Warning: Long answer, lots of numbers.
Short version: It depends on your overlays whether the code below will almost double your framerate..
Looking at the posted code a couple of things come to mind:
As the color channels are bytes is seems to be more natural to treat them as such instead of all the masking and shifting, cheap as it may be..
you do quite a few calculations with oalpha
; unless you expect it to mostly be unequal 255 or 0 extra branches would save some multiplications..(6 per such pixel)
since it is not shown just how you call the routine you may already doing it, but this kind of thing begs for parallel processing; if you get 25fps on one core HD shouldn't be a problem on a multicore machine with even sonething as simple as a Parallel.For
will multiply your output..
Additionally there is the option of using Lockbits & Mashalling
instead of unsafe
; not sure if that'll be faster, but I guess I will write a benchmark to do some tests..
BTW: There is an error in your code, afaiks, I think you need to change this
*pOut = bOut | gOut << 8 | rOut << 16 | 0x00 << 24;
to this, or else the output has an alpha channel = 0
*pOut = (bOut | gOut << 8 | rOut << 16 ) | 0xff000000;
Or you may want to calculate the final alpha..
Update 1: First tests show your code to be a good deal faster (~2x) than a Lockbits & Mashalling` version, unless I messed it up..) so I'll ignore #4 from now on..

> _Extracted records_
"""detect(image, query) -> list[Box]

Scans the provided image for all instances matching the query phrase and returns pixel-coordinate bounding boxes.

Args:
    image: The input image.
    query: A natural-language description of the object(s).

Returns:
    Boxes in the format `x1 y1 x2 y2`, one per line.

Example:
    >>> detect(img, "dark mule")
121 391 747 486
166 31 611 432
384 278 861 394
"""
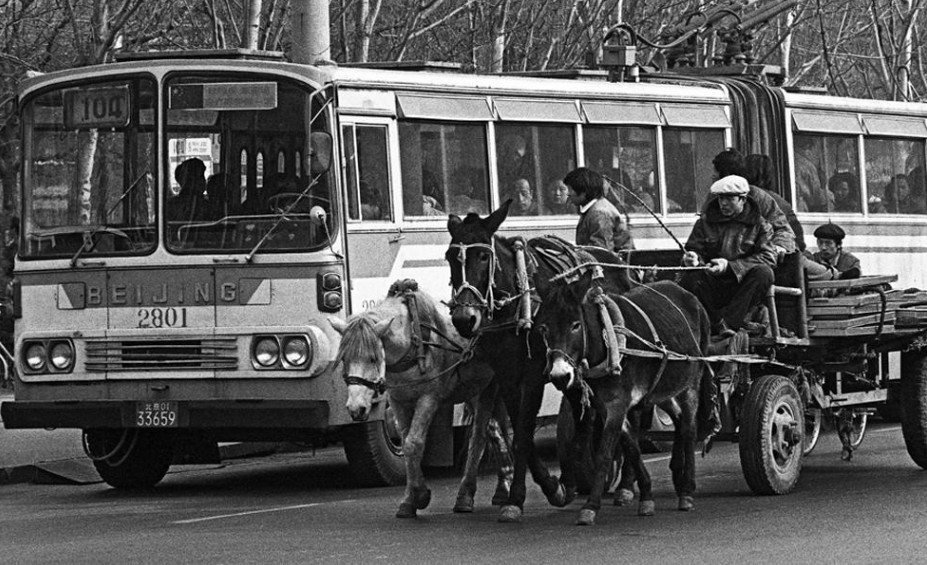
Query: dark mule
536 281 710 525
329 280 511 518
446 201 630 522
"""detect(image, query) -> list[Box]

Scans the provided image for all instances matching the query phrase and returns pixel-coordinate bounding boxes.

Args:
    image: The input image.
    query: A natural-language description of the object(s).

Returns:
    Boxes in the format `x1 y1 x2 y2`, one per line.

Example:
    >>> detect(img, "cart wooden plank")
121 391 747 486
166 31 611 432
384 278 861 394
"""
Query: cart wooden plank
808 275 898 289
808 311 895 330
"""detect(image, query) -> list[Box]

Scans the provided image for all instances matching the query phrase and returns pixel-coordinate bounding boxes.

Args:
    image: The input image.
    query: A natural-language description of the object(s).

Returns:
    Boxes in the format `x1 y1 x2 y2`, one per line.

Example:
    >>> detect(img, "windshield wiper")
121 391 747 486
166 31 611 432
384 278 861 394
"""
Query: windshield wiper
245 173 328 263
71 226 129 268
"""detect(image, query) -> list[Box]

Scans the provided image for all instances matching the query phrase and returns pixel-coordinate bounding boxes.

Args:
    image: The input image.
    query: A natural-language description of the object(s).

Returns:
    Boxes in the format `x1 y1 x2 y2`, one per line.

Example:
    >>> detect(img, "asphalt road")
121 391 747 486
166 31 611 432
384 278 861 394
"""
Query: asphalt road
0 424 927 565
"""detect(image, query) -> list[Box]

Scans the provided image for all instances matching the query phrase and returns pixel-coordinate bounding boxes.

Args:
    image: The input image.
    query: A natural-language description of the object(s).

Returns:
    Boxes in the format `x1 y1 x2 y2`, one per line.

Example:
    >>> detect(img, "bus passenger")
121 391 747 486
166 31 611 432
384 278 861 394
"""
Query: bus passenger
510 179 538 216
563 167 634 252
165 157 206 221
702 148 795 257
545 178 576 215
744 153 807 251
804 223 862 280
827 172 860 212
680 175 776 337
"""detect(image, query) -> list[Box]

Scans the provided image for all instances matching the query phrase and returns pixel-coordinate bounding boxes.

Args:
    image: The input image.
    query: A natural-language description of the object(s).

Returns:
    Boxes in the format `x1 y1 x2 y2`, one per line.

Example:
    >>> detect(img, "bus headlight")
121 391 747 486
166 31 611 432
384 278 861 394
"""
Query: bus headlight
48 341 74 371
283 336 312 368
24 343 48 372
252 336 280 367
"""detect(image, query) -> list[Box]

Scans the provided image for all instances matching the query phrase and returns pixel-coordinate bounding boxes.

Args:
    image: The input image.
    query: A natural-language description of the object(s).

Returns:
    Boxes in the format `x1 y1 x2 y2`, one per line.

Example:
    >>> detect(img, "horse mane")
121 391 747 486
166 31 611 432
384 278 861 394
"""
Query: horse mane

> _Given problem A_
In the forum answer on the overlay code, do these statements agree with the text? Answer yes or no for each, quoting the words that decide it. (i) In the first tests, the posted code ran about twice as fast as the Lockbits version. (ii) Without the suggested change, the output's alpha channel is 255. (iii) The writer thinks it is more natural to handle the color channels as bytes than to mask and shift them.
> _Given problem B_
In the forum answer on the overlay code, how many multiplications per pixel does the writer say extra branches would save?
> _Given problem C_
Copy a passage from the forum answer on the overlay code. Begin at the words "BTW: There is" and stop after "the final alpha..".

> _Response A_
(i) Yes: "First tests show your code to be a good deal faster (~2x)"
(ii) No: "or else the output has an alpha channel = 0"
(iii) Yes: "more natural to treat them as such instead of all the masking and shifting"

> _Response B_
Six per such pixel.

> _Response C_
BTW: There is an error in your code, afaiks, I think you need to change this
*pOut = bOut | gOut << 8 | rOut << 16 | 0x00 << 24;
to this, or else the output has an alpha channel = 0
*pOut = (bOut | gOut << 8 | rOut << 16 ) | 0xff000000;
Or you may want to calculate the final alpha..